- Goal:
The data must be returned in full and exactly as given.

** START Exercise input **

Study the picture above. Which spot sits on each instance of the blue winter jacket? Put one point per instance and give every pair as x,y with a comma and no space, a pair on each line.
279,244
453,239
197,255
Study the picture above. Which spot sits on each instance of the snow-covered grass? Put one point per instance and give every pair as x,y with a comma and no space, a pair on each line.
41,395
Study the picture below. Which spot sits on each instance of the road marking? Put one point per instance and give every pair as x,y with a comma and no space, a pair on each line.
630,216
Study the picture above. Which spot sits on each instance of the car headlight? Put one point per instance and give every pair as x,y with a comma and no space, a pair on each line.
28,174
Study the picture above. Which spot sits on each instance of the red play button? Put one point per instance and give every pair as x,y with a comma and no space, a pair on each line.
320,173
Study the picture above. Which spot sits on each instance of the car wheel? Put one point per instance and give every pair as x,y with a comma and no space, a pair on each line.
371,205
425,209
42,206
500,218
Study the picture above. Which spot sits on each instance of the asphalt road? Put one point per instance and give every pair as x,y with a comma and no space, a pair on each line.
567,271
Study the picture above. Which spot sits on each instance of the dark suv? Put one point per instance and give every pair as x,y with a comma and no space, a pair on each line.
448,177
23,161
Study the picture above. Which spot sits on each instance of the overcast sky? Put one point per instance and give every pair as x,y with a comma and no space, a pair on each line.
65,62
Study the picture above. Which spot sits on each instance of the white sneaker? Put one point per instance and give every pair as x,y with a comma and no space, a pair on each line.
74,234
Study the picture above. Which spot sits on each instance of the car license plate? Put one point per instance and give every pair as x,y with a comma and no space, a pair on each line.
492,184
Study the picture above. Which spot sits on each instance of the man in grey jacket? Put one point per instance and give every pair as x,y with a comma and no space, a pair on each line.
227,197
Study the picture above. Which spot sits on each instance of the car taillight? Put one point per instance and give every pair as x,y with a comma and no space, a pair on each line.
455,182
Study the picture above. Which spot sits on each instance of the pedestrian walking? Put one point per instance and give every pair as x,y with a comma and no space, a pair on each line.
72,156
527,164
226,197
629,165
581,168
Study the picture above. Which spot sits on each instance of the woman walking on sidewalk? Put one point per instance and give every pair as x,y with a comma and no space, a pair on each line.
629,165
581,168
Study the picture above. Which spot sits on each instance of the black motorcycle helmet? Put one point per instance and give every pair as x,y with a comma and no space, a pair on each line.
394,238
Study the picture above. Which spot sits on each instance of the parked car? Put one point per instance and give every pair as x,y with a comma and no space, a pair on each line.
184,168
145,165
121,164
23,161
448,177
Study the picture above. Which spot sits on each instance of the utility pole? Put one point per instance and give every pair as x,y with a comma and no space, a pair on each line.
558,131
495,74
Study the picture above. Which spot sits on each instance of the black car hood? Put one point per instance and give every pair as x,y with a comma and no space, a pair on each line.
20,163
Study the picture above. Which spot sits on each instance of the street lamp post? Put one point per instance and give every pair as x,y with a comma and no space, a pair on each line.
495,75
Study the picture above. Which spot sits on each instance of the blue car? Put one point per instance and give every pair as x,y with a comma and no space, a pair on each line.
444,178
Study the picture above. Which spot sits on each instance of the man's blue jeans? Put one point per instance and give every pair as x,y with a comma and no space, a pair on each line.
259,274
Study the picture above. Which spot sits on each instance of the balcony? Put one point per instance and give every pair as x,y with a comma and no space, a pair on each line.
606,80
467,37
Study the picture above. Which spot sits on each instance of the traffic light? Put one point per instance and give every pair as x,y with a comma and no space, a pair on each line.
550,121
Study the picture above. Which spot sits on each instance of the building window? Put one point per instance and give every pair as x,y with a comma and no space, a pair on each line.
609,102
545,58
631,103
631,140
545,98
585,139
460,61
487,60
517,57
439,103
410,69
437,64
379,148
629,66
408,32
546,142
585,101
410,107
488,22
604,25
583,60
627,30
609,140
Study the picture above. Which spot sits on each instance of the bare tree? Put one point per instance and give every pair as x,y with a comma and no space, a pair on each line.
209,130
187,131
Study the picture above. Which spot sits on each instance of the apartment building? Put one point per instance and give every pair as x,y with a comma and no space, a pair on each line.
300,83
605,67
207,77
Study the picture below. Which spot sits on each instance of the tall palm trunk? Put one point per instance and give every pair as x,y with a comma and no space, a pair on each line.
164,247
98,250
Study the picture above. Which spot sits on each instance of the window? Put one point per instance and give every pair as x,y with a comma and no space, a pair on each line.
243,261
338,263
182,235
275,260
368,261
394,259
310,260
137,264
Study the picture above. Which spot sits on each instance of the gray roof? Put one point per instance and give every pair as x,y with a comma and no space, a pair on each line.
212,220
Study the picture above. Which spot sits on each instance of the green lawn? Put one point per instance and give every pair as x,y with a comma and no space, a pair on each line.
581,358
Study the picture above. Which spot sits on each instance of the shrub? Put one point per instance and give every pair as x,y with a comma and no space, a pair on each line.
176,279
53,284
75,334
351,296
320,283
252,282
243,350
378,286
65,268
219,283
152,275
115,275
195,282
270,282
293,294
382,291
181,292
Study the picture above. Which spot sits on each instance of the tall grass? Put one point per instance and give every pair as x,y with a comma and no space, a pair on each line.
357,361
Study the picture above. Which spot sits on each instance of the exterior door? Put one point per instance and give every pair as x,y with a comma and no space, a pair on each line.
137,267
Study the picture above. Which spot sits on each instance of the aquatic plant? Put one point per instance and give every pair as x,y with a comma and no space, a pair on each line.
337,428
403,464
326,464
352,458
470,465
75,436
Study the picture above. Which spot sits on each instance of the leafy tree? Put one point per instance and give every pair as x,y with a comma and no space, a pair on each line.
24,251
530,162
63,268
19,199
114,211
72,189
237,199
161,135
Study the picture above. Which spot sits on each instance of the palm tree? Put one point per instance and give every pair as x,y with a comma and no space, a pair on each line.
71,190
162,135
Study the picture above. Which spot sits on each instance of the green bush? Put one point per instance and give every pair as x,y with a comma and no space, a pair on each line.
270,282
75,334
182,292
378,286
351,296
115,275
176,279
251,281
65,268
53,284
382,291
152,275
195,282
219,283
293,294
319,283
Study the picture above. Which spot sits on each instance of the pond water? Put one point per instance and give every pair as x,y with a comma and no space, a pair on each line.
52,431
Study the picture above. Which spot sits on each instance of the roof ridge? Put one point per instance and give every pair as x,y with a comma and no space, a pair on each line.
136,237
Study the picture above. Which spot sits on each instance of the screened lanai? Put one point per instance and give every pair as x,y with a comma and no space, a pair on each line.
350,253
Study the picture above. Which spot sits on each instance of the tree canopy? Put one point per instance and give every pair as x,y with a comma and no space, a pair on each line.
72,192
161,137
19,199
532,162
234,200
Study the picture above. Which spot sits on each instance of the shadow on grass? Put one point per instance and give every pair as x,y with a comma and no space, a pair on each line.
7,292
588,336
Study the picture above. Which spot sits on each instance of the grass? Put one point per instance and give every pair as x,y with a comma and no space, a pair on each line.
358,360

** END Exercise input **

- Task solution:
Study the picture above. Which spot sits on each instance of the blue winter jacket? Put one point per instance and give every pair as x,y with a comma and no space, a pair on each line.
279,244
453,239
197,255
Study the picture above. Which spot sits on each instance of the snow-covered grass? Put one point per instance and give every pair as x,y with a comma and no space, a pair on each line.
41,395
Study the picture below. Which spot sits on each instance of the road marking? Put one point per instance and give every pair as x,y with a comma and no space, a pair on each line.
630,216
Study the picture above. Which spot sits on each instance of the car headlight? Put one point per instance and give every pair as x,y with a comma and no space, a pair on each line.
28,174
Study the picture above. Which spot sits on each instance of the red play button? Put one point per instance and give every pair as x,y with a comma and no space, a pair on each line.
320,173
Study the picture above. Which spot sits on each instance of the car wheel? Put one point per instance and give every pair as x,y with a comma and no space, a pair on each line.
371,205
425,209
42,206
500,218
Study the picture above. Which spot sits on each instance of the asphalt road? Put one point per instance and give every pair as x,y with a comma and no space, a pair on each line.
567,271
Study the picture above. Which spot sits on each instance of the dark suv? Put one point per instance and give every pair as x,y with a comma and no space, a pair on each line.
448,177
23,161
Study the picture above. Which spot sits on each instance of the overcast sky? Put one point per instance and give every pair as x,y with a comma and no space, a pair on each line.
65,62
Study the picture above. Which spot sits on each instance of the white sneaker? Put one point per instance and give every pair as x,y with a comma and no space, a pair on each line.
74,234
Study the picture above. Which spot sits on each instance of the car license plate? Put one point per instance and give every pair as x,y with a comma and no space, a pair on each line.
492,184
Study the picture above. Which spot sits on each instance of the man in grey jacket? Put one point per instance and give every pair as x,y with a comma and no space, a pair on each line.
227,197
Study the picture above. Which spot sits on each instance of the car taillight? Put one point per instance and give every pair as x,y with a comma and no space, a pair on each line.
455,182
Study the picture above. Which spot sits on each instance of the pedestrian walking? Put one point per instance and give every pair as x,y with a comma and no space, a pair on each line.
72,156
527,164
226,197
629,165
581,168
Study the picture above. Which spot sits on each instance of the woman walking on sidewalk? Put one point per instance and give every pair as x,y with a comma and no space, a pair on each line.
629,165
581,168
Study the picture above. Which spot sits on each instance of the black motorcycle helmet? Put one point per instance and give every pair as x,y with a comma and no space, a pair on each line.
394,238
Study the picture above. Which spot sits on each instance of the parked car? Put one point per instance and give every pair as x,y with a comma and no space, a pair on each line.
184,168
145,165
121,164
23,161
448,177
Study the picture above. Which spot sits on each instance of the utility pole? Put one point per instance and give every pair as x,y with a comma and no space, a pair on each line.
558,131
495,74
Study the picture above. Which spot sits on each instance of the black car hood? Put one point per instance and give every pair as x,y with a comma and no space, a pair on each line.
20,163
Study the picture above. Which spot sits on each instance of the street lamp post? Put one point per instance and give every pair as x,y with a comma and no space, a pair on each line.
495,75
Study the picture above. Which spot sits on each instance of the blue car? Put one point per instance and give every pair as x,y with a comma and no space, a pair on each line.
444,178
Study the picture above. Which spot sits on each instance of the man's blue jeans? Put one point per instance and give every pair as x,y with a comma and no space, a pair on each line.
259,274
Study the picture above. Which spot sits on each instance of the balcony? Put one point per instance and give every pair as x,y with a comma and no space, a pair on each line.
606,80
467,37
Study the picture above. Which spot sits on each instance of the traffic light? Put one point per instance and give every pair as x,y with a comma and no space, a pair on each line.
550,121
Study the picture above. Which spot sits on each instance of the building window? Put one point per instance and give every pair as x,y with a comma and no space, a pair on each line.
609,102
545,58
631,103
631,140
545,98
585,139
460,61
487,60
517,57
439,103
410,69
437,64
379,148
629,66
408,32
546,142
585,101
410,107
488,22
604,25
583,60
627,30
609,140
Study the picture above. Which spot sits on each instance of the bare tree? Put one point per instance and give every pair as x,y with a comma and no space, a pair on each line.
209,130
187,131
Study the picture above. Which spot sits on each instance of the apartment building? Put one point per instance and give every pair as x,y with a comma and no space, a pair on each line.
300,83
605,67
207,77
Study the picture below. Which spot sits on each instance of the tall palm trunk? Put one point per instance and give every pair as x,y with a comma and no space, a pair on each line.
164,247
98,250
Study the picture above. Which spot sits on each instance of the window? Put one point per instance and give every pair as x,y with a comma and no space, a pair on each line.
243,261
338,263
182,235
275,260
368,261
394,259
310,260
137,264
Study the picture above. Which spot sits on each instance of the gray roof? Put one point per instance and give every pair as x,y with a comma and no space, a pair on each line.
212,220
Study the picture above. Which spot sits on each instance of the green lawn? Put one point per instance and give every pair as x,y with a comma and no space, a pair on each line.
581,358
Study the picture above. Which spot sits on each instance of the shrub? Put one point per instance and give every pair as x,y with a comma and no space, a pair on each line.
176,279
53,284
75,334
351,296
320,283
252,282
243,350
378,286
65,268
219,283
152,275
115,275
195,282
270,282
293,294
382,291
181,292
Study the picture above. Which spot sits on each instance of the tall grass? Put one point per instance and give every pair as x,y with a comma and no space, a pair on each line.
357,361
Study the picture above. Which spot sits on each instance of the exterior door? Put one point per instance and give every pair as x,y with a comma and no space, a pair on each line.
137,267
Study the picture above. Which spot sits on each instance of the aquatic plant? Put one point per instance and give every pair as x,y with a comma and no space, a pair on each line.
337,428
403,464
326,464
352,458
470,465
75,436
Study the picture above. Which spot sits on each instance of the leafy tree? Put one point per instance and give every pair as x,y with a comma and no space, a pair on each line.
24,251
530,162
63,268
19,199
114,211
72,189
237,199
161,135
Study the picture above. Which spot sits on each instance of the palm tree? Put one point per instance and give every pair as x,y with a comma and no space, a pair on each line.
71,190
162,135
Study the picture above. Which spot sits on each instance of the green bush? Put one point per instance and give every pair as x,y with a comma and no space, a pair on each line.
270,282
75,334
182,292
378,286
351,296
115,275
176,279
251,281
65,268
53,284
382,291
152,275
195,282
219,283
293,294
319,283
Study the picture above. Which spot sits on each instance of the pond water? Put one point per instance and give every pair as x,y with a comma and no space, a pair on each line.
52,431
Study the picture above. Which spot sits on each instance of the roof ridge? Put one point per instance and give every pair as x,y with a comma and no space, a pair on each line.
136,237
Study the picture above. Which spot sits on each instance of the screened lanai? Put one point per instance and give every pair as x,y with a comma and no space, a pair on each line.
350,253
Study the picture above. Which spot sits on each instance of the tree canopy? Put one point per instance and give every pair as x,y with a comma and no space, a pair on each line.
72,192
161,137
19,199
532,162
234,200
Study the picture above. Which spot sits on each instance of the shadow on grass? Put one point per instance and give every pair as x,y with a comma and no space, a pair on each line.
7,292
588,336
Study the picture above. Which spot sits on each instance of the grass? Put one point per instance and give every pair as x,y with a comma and no space, a pair on each line.
358,360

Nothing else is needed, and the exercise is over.